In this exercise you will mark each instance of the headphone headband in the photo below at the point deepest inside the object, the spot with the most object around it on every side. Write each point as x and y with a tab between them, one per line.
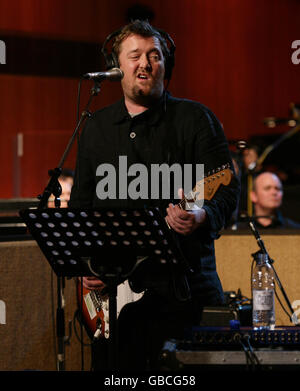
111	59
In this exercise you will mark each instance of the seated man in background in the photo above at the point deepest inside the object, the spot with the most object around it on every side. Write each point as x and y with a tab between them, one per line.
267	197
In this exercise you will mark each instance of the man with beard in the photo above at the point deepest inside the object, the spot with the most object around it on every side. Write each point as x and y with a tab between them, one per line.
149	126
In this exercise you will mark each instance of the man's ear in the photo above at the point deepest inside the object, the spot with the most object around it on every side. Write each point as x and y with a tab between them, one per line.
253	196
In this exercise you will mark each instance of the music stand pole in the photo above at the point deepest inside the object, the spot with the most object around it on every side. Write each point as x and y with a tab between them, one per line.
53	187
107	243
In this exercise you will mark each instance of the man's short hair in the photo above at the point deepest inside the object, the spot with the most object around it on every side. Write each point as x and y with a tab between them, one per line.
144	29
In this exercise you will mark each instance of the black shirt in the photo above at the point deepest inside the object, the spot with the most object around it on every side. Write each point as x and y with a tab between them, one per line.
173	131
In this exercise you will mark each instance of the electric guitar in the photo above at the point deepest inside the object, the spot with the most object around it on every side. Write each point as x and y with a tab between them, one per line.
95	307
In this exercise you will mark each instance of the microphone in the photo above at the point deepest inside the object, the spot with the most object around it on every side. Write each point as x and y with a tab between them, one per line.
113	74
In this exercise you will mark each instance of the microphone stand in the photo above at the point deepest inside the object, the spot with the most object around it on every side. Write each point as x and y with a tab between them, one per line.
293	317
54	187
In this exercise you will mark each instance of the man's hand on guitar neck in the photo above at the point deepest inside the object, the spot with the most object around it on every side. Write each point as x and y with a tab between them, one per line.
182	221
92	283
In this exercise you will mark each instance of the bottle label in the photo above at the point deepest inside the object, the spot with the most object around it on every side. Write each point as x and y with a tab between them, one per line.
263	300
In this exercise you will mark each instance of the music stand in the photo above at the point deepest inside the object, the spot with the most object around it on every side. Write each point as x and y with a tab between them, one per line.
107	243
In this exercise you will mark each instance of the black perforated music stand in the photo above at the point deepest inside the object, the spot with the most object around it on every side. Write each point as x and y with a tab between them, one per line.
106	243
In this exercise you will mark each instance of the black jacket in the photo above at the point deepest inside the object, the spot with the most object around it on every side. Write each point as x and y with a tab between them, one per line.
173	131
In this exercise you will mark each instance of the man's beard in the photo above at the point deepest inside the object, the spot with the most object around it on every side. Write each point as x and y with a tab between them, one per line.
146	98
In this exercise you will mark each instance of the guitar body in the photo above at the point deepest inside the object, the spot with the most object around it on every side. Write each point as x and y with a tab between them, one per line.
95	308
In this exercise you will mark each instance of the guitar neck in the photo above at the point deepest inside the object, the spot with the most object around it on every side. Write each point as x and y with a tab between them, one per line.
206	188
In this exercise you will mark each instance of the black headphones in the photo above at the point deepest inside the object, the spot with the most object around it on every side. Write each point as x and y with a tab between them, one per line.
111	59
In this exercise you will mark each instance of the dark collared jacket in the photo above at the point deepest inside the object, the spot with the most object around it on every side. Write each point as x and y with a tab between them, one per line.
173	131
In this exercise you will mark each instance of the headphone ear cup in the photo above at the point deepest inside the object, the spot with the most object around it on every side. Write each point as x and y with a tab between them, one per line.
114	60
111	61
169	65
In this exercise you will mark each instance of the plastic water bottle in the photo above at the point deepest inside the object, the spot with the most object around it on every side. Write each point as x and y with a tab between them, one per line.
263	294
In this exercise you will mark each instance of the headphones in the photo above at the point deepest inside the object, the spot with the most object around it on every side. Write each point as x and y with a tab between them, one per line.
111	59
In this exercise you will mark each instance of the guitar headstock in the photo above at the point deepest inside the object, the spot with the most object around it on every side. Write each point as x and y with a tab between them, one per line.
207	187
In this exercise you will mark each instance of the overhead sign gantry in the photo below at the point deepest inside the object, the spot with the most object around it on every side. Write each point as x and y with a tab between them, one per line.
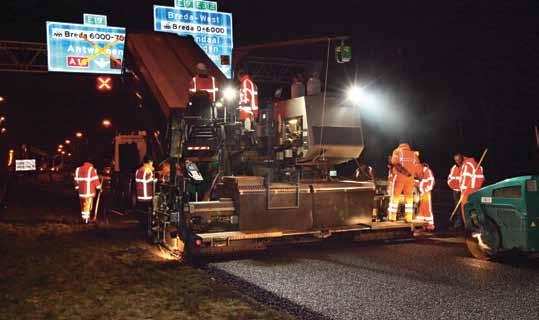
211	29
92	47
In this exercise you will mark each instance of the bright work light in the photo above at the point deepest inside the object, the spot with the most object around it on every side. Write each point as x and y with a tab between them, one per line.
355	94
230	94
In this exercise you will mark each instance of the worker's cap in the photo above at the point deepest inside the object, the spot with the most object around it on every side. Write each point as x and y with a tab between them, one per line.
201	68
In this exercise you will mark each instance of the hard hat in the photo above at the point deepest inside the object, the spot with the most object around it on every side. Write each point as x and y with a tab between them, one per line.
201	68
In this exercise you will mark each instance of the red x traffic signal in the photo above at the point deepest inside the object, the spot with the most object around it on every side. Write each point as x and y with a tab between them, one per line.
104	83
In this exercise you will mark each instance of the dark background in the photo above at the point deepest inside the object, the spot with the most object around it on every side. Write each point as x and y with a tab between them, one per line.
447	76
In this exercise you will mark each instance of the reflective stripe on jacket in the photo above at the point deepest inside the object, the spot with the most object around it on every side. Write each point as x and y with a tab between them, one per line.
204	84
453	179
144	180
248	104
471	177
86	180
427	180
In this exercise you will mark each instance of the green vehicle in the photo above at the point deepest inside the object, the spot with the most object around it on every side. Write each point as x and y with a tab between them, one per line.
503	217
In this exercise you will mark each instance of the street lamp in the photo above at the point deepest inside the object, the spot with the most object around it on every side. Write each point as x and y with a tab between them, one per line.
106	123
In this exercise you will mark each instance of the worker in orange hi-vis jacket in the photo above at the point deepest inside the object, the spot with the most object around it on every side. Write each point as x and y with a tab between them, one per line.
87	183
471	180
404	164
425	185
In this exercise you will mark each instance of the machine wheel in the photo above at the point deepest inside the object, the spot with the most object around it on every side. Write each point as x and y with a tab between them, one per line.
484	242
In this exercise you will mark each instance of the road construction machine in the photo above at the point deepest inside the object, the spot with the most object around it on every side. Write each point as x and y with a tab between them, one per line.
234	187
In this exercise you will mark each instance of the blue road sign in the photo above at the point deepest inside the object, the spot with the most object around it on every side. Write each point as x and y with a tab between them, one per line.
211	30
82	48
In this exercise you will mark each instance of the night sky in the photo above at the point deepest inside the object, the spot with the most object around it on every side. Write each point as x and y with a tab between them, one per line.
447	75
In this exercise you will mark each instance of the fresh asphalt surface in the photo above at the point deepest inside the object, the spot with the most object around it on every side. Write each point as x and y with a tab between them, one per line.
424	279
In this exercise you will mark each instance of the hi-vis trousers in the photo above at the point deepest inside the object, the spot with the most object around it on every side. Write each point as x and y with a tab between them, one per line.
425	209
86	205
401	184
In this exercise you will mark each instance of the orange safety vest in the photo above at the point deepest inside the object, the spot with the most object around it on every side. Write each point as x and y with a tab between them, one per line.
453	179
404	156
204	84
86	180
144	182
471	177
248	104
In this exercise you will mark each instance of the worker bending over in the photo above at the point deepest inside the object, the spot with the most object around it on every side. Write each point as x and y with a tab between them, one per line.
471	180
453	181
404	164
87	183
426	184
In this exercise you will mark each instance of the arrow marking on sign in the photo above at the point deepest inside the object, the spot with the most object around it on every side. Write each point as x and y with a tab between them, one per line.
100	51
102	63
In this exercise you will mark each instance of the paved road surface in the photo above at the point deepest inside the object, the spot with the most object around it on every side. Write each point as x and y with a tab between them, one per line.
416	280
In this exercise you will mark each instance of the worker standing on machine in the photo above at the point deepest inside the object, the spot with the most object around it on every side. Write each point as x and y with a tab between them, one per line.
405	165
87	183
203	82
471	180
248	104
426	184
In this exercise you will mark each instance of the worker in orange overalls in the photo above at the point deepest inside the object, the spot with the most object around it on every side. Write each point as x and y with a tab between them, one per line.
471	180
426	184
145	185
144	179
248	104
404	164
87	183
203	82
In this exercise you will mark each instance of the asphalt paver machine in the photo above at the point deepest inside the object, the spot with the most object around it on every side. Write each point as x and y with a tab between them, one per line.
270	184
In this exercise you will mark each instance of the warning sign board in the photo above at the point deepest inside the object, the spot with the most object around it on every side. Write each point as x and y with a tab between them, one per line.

---------------

Starting from the line containing "the worker standing" and ending with the final line of the data, reproduce each line exactly as it appears, including no other lines.

In this exercise you will mark each instance of the worker standing on machine in the photo above at the point deepest inside the object, the spot with the most object around it on every side. Write each point as x and y with a tab between them, one per line.
405	165
87	183
203	82
471	180
248	104
426	184
In this exercise you will mark each instance of the worker in orange overalls in the photo above at the point deepest inside the object, the spot with the most object around it on every side. Write each point as x and y with a tab between them, one per line.
471	180
426	184
145	185
144	179
248	104
404	164
87	183
203	82
In this exercise you will mark each instance of the asphalt paver machine in the photo above at the point deepest inside the object, the spot with the most object around it on every side. Write each point as x and y with a tab between them, one per line.
270	184
In this exercise you will mark each instance of the warning sign board in the photo above at the point deepest inside the object, the spot with the most object around it on every side. Write each point as x and y with a tab between them, one per line.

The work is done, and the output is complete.